EXERCISE DETAILS: Count the lines below that contain the word "player". Give only the number.

══════

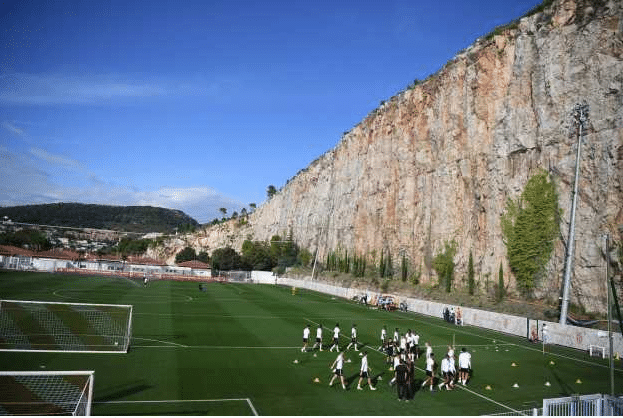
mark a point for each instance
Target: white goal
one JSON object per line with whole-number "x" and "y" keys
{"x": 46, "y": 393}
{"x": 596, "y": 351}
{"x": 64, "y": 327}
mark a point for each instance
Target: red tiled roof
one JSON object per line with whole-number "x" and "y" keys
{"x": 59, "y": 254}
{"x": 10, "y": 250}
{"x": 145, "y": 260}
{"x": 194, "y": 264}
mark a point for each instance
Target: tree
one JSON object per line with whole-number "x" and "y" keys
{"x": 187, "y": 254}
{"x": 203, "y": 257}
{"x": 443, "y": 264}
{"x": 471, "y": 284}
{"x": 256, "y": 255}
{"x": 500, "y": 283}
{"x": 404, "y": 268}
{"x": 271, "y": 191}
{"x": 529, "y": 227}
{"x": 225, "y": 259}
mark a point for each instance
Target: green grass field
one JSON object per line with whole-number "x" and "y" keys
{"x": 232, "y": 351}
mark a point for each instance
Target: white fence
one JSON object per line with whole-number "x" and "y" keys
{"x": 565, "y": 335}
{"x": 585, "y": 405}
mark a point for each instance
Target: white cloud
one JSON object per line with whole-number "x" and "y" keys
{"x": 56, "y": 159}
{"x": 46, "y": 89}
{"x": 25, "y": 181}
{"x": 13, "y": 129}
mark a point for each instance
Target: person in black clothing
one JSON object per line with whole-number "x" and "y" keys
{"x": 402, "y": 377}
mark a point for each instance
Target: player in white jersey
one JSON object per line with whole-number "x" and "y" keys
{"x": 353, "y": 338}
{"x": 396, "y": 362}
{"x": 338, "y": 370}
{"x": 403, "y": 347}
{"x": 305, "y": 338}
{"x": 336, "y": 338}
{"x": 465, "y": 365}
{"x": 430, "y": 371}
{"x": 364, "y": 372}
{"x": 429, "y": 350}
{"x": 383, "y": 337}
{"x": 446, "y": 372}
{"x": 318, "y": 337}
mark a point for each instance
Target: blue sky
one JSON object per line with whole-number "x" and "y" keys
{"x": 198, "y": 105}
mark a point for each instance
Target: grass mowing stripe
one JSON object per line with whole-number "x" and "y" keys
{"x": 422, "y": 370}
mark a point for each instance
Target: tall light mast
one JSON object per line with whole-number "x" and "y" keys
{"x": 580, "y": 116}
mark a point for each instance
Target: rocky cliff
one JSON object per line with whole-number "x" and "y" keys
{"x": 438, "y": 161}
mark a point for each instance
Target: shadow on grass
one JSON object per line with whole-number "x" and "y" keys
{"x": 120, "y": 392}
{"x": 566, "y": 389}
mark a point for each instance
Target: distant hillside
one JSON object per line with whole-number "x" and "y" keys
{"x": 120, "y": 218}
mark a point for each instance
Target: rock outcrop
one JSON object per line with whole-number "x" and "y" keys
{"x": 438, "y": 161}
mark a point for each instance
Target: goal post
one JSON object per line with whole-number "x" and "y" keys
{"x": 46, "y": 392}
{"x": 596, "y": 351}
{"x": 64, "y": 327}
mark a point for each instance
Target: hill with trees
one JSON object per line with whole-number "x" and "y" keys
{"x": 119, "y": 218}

══════

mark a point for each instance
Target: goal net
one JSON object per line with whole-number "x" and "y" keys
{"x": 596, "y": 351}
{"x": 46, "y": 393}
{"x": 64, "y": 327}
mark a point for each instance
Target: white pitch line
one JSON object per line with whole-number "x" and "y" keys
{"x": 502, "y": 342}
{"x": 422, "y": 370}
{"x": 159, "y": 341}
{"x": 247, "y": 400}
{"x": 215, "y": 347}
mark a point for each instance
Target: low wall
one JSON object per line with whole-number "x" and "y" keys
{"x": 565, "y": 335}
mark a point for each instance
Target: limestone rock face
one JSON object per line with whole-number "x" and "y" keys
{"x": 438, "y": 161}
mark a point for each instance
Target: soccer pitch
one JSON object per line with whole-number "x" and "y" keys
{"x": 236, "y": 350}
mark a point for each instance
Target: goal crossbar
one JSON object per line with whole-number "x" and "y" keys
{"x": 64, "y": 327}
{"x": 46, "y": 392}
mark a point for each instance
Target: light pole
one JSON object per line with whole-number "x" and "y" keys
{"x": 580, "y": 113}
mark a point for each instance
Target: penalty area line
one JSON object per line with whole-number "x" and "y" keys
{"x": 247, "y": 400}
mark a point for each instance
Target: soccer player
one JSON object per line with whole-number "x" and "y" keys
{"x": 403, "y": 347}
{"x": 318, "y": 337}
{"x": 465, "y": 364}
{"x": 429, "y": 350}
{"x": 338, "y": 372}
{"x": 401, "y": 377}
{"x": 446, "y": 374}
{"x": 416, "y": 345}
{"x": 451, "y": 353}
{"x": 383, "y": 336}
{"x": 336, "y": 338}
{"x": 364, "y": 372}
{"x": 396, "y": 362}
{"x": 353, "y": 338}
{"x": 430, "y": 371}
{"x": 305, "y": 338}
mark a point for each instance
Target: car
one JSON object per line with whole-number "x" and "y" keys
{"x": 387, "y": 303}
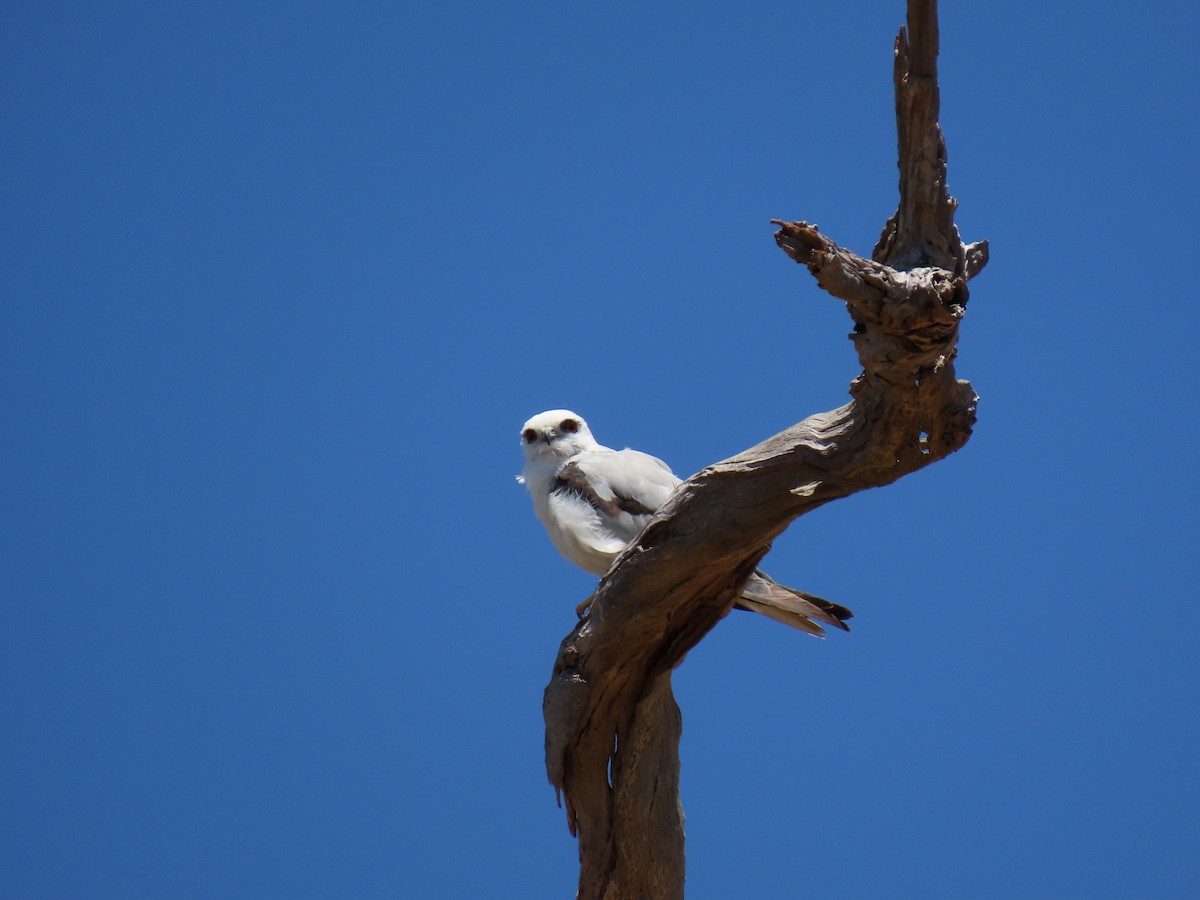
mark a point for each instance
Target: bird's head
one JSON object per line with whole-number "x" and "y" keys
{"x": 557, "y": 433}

══════

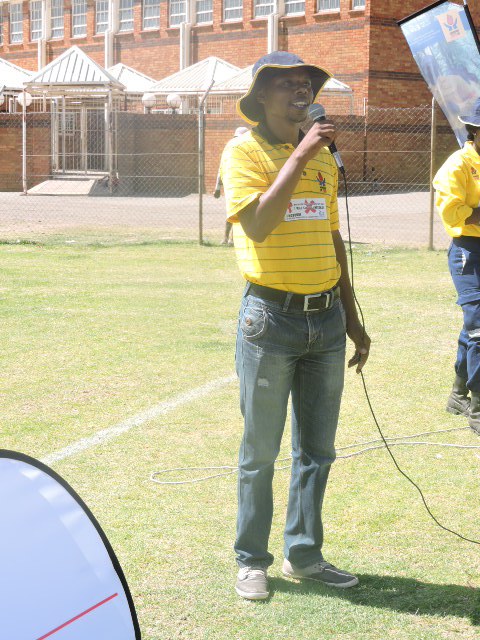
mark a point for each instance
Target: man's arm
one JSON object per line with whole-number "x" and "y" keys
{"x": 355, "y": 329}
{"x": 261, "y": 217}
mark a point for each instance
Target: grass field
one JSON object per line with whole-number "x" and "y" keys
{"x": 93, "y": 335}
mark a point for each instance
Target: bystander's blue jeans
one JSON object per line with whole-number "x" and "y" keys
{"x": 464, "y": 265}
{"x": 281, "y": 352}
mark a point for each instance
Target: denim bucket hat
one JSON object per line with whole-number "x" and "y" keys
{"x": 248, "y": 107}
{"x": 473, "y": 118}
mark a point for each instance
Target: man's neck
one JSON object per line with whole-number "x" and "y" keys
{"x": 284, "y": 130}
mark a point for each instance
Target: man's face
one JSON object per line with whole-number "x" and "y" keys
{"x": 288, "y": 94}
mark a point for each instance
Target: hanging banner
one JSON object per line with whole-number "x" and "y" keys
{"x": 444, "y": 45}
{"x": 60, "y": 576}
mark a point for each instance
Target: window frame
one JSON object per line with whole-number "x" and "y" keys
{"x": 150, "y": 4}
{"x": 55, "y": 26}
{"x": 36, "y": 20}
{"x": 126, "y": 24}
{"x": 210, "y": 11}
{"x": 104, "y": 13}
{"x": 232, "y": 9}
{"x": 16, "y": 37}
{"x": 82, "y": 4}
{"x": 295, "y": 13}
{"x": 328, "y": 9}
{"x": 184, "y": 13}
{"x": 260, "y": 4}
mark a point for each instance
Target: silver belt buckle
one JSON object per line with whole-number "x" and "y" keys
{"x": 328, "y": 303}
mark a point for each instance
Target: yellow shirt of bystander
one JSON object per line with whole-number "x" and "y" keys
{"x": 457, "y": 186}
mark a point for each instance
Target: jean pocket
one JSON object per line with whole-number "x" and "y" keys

══════

SOLUTION TO THIS TASK: 2